── Study material

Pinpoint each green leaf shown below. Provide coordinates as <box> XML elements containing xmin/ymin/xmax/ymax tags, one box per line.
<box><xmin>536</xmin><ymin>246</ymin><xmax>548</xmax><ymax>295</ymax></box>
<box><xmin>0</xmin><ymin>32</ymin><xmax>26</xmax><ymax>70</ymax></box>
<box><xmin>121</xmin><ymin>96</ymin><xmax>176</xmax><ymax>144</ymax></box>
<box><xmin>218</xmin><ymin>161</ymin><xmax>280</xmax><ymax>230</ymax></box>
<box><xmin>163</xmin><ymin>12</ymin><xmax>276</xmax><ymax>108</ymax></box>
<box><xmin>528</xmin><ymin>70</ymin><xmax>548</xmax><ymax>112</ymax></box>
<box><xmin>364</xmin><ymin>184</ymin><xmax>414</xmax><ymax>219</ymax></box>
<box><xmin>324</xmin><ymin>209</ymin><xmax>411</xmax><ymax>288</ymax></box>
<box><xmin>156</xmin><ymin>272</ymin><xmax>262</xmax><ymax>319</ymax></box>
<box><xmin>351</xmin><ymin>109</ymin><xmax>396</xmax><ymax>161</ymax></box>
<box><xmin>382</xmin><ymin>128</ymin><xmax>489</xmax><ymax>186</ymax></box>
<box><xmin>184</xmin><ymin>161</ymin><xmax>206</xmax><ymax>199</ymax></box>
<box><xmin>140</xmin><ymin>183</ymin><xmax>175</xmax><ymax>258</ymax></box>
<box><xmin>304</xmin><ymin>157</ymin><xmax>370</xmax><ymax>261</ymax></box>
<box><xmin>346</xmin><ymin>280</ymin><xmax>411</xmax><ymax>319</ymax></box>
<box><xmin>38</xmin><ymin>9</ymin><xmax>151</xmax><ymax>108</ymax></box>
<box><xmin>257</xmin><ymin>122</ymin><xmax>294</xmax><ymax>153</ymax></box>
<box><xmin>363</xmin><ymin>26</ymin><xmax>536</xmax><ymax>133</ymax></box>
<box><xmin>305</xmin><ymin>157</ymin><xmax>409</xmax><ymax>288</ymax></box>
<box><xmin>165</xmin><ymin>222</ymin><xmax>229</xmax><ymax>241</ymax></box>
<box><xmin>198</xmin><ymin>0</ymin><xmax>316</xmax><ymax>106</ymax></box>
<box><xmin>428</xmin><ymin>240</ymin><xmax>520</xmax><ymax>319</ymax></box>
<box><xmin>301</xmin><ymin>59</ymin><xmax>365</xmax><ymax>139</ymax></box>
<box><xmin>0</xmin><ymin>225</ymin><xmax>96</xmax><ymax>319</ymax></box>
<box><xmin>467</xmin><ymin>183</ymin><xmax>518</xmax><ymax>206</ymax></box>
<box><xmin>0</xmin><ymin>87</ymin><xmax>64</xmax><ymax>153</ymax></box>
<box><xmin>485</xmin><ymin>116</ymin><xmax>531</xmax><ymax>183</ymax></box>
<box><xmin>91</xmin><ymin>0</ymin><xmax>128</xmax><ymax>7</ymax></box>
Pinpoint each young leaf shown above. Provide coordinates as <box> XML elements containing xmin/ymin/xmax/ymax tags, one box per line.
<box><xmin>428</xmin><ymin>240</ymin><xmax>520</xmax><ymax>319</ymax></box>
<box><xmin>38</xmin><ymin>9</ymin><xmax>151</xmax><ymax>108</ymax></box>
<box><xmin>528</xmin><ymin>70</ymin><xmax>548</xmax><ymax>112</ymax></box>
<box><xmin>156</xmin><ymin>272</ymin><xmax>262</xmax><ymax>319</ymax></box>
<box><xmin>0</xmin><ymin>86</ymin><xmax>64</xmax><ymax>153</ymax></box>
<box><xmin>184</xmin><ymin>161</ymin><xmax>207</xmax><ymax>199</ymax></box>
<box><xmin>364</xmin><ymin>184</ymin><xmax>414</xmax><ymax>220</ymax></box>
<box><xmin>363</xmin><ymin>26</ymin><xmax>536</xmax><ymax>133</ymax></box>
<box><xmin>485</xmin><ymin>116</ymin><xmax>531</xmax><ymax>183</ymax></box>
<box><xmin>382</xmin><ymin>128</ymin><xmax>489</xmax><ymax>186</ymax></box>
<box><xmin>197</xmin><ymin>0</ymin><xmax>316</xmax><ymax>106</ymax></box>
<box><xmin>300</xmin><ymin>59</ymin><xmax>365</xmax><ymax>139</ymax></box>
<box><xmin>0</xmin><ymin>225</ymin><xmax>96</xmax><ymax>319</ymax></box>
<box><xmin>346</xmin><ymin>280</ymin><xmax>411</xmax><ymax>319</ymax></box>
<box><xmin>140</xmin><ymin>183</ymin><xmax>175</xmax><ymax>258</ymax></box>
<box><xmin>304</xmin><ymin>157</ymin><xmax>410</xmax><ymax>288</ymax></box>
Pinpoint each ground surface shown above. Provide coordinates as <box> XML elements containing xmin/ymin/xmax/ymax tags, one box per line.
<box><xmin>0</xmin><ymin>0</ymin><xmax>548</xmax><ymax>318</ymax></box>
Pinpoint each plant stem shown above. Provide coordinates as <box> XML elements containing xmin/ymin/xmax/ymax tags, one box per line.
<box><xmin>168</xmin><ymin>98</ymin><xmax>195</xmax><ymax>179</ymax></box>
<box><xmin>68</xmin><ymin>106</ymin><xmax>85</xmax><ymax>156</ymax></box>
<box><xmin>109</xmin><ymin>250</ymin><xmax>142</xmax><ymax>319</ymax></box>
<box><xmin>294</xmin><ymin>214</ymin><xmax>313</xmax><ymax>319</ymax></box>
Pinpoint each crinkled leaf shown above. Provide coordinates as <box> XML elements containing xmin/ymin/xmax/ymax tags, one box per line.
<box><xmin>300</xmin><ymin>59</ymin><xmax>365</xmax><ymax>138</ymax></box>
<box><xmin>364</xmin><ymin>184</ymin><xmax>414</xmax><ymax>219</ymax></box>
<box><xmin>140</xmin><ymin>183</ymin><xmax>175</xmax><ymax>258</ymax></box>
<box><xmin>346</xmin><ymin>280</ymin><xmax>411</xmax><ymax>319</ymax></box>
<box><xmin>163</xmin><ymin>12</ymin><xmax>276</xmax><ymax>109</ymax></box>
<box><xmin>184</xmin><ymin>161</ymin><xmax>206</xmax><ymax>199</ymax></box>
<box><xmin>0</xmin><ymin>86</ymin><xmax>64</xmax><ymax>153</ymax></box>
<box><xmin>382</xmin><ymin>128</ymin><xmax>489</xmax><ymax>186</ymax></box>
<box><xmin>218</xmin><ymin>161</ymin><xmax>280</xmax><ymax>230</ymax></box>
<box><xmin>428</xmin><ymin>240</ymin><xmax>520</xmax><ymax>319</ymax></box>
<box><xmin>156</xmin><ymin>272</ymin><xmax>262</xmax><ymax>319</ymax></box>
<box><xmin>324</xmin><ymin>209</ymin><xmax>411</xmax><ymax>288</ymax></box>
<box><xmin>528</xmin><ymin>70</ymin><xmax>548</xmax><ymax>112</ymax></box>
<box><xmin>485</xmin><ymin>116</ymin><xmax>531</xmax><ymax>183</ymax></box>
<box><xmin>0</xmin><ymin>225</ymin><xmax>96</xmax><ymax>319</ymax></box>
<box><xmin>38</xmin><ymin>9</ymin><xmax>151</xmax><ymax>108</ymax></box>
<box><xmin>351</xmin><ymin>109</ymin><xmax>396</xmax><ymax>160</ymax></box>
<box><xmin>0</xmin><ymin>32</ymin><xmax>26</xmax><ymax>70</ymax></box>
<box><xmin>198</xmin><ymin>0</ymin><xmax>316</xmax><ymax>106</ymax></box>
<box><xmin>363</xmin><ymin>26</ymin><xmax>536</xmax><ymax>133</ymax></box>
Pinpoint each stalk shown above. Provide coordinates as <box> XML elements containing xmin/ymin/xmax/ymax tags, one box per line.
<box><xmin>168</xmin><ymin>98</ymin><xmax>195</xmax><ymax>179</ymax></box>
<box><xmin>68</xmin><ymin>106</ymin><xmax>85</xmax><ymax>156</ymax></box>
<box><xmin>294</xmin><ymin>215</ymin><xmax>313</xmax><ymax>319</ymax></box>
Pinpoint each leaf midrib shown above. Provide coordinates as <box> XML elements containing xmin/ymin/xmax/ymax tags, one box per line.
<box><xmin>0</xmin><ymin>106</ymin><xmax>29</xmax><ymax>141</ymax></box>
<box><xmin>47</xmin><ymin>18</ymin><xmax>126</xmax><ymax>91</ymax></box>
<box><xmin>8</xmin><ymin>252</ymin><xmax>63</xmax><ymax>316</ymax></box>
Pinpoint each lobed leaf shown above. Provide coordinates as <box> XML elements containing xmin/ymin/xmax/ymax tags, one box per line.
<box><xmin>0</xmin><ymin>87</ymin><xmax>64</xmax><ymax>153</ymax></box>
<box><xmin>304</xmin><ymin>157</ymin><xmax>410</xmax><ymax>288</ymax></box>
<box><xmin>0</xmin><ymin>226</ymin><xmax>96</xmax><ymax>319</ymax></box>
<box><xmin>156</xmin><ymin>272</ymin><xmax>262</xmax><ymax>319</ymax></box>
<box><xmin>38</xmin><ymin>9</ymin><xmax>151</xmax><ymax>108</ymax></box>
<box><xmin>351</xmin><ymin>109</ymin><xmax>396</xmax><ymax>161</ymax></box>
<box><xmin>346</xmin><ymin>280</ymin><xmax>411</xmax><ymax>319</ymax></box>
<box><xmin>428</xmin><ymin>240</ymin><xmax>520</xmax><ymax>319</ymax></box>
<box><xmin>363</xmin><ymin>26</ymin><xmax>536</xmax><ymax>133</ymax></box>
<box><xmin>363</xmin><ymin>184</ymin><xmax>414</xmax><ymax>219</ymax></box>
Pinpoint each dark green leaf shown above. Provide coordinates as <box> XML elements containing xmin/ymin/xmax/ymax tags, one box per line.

────

Action item:
Give back exactly the lines from the line holding "Pinpoint each lobed" through the last line of the listing, including both.

Result:
Pinpoint each lobed leaf shown above. Provide coordinates as <box> XML elements containing xmin/ymin/xmax/ymax tags, one box per line.
<box><xmin>0</xmin><ymin>87</ymin><xmax>64</xmax><ymax>153</ymax></box>
<box><xmin>304</xmin><ymin>157</ymin><xmax>410</xmax><ymax>288</ymax></box>
<box><xmin>0</xmin><ymin>226</ymin><xmax>96</xmax><ymax>319</ymax></box>
<box><xmin>156</xmin><ymin>272</ymin><xmax>262</xmax><ymax>319</ymax></box>
<box><xmin>38</xmin><ymin>9</ymin><xmax>151</xmax><ymax>108</ymax></box>
<box><xmin>351</xmin><ymin>109</ymin><xmax>396</xmax><ymax>161</ymax></box>
<box><xmin>346</xmin><ymin>280</ymin><xmax>411</xmax><ymax>319</ymax></box>
<box><xmin>428</xmin><ymin>240</ymin><xmax>520</xmax><ymax>319</ymax></box>
<box><xmin>363</xmin><ymin>26</ymin><xmax>536</xmax><ymax>133</ymax></box>
<box><xmin>363</xmin><ymin>184</ymin><xmax>414</xmax><ymax>219</ymax></box>
Pinpoint each dark green leaf shown above. Provide coordinates as <box> XML elements containing xmin/ymin/xmax/ymax tags, one box per line.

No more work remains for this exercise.